[Start]

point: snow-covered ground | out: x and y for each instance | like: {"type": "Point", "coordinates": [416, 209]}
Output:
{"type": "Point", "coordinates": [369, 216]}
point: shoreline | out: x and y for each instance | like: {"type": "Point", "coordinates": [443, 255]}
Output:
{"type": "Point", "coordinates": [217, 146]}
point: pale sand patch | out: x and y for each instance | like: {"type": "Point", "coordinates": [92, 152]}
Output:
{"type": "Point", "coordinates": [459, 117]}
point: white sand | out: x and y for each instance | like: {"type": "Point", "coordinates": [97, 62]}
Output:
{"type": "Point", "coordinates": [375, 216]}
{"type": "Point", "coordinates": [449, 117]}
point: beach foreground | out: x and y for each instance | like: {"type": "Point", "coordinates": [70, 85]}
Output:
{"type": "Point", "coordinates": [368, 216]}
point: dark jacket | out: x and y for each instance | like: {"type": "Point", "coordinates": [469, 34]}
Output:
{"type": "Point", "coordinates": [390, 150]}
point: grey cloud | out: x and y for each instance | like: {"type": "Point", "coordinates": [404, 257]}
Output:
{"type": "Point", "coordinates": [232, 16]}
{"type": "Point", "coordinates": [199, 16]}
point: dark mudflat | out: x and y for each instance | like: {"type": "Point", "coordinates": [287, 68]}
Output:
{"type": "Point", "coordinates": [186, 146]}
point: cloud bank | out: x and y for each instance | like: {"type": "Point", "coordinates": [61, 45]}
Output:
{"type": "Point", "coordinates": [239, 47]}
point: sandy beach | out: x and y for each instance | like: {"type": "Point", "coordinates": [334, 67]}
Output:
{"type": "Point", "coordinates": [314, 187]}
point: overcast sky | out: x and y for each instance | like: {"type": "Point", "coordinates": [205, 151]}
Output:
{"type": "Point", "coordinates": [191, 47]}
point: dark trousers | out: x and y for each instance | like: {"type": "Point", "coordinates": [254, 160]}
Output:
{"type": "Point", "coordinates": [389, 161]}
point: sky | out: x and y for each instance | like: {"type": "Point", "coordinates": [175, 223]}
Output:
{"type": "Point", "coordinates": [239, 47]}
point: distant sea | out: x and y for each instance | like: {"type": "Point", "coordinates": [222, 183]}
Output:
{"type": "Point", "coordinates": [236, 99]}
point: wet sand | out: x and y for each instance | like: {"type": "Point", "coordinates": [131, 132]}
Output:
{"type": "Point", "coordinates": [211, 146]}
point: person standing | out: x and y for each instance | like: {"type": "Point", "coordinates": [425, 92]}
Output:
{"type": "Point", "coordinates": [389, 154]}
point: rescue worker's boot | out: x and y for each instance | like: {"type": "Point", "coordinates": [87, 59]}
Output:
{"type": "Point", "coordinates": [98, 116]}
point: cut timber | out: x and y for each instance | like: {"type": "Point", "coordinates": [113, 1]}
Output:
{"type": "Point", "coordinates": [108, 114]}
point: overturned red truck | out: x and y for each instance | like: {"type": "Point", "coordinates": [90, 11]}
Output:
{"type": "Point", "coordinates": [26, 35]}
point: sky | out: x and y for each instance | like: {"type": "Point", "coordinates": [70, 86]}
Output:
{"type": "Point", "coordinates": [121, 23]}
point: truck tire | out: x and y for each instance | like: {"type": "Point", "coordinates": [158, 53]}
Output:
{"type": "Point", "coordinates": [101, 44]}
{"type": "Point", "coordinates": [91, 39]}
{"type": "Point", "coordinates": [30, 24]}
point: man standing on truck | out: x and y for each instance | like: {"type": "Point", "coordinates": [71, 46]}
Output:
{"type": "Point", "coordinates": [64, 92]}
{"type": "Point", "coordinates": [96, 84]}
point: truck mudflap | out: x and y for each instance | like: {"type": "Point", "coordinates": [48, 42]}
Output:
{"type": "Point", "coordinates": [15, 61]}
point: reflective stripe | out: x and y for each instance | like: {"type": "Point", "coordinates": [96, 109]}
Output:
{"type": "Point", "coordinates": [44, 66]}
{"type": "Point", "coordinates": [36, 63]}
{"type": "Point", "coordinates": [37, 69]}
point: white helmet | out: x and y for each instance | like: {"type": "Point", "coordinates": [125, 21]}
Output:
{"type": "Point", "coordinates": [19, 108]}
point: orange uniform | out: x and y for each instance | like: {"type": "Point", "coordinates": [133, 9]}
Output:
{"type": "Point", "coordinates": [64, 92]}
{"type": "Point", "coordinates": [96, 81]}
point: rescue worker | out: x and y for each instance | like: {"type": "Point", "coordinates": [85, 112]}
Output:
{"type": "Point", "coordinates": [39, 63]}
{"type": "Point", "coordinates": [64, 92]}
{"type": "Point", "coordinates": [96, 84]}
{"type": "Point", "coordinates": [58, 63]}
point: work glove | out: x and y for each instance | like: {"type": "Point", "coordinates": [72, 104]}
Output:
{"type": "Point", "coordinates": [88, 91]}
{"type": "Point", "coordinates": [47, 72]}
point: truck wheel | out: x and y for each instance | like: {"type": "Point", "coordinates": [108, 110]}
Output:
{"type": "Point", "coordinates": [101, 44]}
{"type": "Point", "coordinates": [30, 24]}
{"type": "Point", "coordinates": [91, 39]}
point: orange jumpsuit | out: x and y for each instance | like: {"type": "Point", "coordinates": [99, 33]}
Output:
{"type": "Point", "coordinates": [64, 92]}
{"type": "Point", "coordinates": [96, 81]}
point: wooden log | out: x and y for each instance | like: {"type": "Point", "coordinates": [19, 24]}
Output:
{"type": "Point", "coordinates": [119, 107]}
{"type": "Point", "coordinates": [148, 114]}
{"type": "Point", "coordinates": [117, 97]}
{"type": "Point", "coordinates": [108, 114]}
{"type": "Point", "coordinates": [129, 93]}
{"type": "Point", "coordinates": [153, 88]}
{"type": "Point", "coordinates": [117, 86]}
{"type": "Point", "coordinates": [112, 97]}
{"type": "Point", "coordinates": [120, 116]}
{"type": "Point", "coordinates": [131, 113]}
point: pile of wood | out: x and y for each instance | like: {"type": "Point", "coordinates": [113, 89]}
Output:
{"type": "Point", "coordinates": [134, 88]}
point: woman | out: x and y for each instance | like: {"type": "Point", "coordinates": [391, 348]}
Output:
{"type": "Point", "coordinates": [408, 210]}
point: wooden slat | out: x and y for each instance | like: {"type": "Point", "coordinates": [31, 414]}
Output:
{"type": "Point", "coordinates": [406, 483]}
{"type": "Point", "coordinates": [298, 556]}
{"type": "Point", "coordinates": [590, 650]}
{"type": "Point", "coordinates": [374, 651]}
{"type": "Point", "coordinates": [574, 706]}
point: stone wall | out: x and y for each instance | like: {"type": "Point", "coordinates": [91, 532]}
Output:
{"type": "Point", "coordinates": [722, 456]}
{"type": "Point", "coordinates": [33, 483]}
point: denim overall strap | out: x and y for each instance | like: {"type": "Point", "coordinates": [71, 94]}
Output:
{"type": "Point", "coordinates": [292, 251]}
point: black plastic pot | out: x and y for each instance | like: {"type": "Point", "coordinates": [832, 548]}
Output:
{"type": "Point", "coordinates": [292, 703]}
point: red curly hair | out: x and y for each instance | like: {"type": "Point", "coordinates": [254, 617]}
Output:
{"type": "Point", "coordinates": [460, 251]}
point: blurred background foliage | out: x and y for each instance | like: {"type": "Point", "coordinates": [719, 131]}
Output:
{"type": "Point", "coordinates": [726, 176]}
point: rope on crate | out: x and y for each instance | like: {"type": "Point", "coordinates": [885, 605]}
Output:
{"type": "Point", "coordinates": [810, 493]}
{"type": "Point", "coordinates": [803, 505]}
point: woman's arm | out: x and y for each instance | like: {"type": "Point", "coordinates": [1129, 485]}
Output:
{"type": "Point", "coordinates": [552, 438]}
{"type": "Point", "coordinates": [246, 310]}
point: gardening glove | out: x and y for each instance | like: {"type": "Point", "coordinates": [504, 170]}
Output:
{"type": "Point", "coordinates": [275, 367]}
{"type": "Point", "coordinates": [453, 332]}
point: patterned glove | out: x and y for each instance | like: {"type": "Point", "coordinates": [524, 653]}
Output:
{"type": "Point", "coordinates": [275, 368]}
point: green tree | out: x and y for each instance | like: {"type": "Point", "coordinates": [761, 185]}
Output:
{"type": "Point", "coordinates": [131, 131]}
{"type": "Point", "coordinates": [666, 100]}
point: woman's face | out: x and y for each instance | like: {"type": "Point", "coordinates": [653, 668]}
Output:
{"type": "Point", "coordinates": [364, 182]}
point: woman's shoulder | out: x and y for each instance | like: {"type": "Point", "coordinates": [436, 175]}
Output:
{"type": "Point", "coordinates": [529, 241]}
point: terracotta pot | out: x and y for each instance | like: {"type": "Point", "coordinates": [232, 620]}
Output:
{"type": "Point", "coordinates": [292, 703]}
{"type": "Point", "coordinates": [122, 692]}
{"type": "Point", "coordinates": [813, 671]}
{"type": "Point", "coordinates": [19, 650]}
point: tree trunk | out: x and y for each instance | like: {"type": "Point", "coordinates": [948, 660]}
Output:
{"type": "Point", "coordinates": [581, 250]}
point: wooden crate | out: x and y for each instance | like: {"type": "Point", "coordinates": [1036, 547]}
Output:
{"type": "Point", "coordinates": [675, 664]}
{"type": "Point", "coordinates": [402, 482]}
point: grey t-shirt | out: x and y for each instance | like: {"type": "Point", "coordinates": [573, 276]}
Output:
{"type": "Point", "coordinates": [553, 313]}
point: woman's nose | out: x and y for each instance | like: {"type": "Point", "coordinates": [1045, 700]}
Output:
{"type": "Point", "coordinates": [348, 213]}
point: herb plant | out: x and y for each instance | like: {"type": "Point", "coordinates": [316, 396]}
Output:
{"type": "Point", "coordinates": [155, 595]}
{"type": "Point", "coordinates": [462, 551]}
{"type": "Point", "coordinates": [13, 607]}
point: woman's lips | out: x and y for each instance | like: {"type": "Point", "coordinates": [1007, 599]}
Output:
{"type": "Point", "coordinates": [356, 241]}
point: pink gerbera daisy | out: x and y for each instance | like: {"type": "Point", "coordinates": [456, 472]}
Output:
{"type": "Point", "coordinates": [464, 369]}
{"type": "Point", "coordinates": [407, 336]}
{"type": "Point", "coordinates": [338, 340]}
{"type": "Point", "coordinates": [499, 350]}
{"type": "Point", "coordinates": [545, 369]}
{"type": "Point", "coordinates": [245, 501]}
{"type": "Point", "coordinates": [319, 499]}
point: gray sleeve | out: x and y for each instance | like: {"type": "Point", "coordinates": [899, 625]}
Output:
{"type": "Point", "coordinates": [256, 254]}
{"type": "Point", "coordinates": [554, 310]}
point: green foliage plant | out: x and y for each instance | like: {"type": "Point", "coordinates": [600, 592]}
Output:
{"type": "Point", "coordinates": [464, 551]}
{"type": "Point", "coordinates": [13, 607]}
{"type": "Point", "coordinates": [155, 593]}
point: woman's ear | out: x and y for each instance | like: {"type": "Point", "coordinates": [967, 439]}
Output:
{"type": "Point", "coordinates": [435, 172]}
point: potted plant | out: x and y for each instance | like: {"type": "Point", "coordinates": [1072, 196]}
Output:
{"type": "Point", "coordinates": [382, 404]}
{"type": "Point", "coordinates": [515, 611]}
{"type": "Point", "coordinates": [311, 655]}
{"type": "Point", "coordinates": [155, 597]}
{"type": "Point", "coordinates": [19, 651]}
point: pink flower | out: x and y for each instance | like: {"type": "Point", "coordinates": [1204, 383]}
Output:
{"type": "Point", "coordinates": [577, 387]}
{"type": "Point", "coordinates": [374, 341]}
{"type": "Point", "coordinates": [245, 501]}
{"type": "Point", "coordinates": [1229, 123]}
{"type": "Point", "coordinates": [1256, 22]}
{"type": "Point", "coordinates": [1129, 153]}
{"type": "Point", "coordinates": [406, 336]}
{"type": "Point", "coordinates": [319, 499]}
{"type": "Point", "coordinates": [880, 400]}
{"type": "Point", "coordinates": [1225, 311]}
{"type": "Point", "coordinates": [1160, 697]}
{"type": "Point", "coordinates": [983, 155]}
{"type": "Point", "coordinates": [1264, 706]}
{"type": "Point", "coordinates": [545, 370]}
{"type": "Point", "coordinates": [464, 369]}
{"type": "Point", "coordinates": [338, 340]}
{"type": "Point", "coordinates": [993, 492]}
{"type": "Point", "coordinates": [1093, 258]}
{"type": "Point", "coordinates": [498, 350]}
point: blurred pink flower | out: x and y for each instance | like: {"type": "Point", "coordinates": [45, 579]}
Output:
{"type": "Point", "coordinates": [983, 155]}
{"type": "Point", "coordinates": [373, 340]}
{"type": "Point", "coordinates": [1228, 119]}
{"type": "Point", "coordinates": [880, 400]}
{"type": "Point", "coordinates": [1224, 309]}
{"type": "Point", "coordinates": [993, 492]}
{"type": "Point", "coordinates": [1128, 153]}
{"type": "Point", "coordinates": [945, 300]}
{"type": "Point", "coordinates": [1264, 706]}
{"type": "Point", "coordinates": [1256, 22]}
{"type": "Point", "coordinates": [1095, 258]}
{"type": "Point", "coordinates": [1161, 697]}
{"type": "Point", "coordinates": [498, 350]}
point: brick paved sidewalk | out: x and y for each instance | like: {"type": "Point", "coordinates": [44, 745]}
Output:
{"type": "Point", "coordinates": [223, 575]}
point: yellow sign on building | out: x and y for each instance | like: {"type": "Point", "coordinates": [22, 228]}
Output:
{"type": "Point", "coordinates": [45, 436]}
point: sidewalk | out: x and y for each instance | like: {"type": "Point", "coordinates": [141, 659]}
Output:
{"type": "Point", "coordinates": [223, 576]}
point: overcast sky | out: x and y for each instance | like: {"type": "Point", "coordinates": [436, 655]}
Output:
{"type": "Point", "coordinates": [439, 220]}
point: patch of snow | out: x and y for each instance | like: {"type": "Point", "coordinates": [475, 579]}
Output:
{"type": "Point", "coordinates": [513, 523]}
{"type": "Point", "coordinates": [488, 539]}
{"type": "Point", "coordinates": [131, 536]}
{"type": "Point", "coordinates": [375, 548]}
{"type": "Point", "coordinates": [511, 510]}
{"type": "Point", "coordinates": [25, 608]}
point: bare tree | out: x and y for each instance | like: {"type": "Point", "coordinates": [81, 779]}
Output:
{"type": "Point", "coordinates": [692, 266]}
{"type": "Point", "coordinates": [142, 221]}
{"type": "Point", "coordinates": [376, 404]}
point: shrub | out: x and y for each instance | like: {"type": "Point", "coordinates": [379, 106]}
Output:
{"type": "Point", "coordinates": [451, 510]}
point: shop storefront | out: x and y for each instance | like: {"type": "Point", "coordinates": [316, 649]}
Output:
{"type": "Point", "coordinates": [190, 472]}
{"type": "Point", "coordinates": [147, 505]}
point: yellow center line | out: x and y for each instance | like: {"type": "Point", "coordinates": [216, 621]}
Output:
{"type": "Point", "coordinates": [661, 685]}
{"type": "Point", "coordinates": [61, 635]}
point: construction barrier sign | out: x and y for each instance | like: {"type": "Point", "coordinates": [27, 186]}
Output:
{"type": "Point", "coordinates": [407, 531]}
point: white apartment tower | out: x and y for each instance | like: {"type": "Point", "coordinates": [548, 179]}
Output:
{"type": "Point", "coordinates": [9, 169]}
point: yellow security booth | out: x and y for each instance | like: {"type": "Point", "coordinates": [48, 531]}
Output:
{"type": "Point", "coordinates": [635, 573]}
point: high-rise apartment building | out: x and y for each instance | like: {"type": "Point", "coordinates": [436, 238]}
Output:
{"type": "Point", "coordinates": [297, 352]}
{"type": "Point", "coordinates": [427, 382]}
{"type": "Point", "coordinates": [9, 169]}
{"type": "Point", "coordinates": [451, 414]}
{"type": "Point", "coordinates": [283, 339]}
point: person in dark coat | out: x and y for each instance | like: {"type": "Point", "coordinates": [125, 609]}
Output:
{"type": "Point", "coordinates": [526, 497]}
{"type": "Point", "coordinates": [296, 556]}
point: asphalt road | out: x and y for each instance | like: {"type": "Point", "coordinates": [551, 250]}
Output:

[End]

Copy the records word for word, starting with the line that contains "point: white apartment" and going on through the final line of the records.

◆ RESPONSE BELOW
point: white apartment tower | out: x and y for each instance | like: {"type": "Point", "coordinates": [548, 179]}
Output:
{"type": "Point", "coordinates": [9, 169]}
point: yellow security booth | out: x and y for each instance | like: {"type": "Point", "coordinates": [48, 531]}
Output:
{"type": "Point", "coordinates": [635, 573]}
point: high-rise apartment building | out: x and y for each instance | like: {"type": "Point", "coordinates": [436, 238]}
Output:
{"type": "Point", "coordinates": [297, 352]}
{"type": "Point", "coordinates": [427, 382]}
{"type": "Point", "coordinates": [9, 169]}
{"type": "Point", "coordinates": [451, 414]}
{"type": "Point", "coordinates": [283, 339]}
point: person in dark coat | out: x and y for each instance | like: {"type": "Point", "coordinates": [125, 609]}
Output:
{"type": "Point", "coordinates": [526, 497]}
{"type": "Point", "coordinates": [296, 556]}
point: asphalt road | out: x and y for each instance | like: {"type": "Point", "coordinates": [551, 250]}
Output:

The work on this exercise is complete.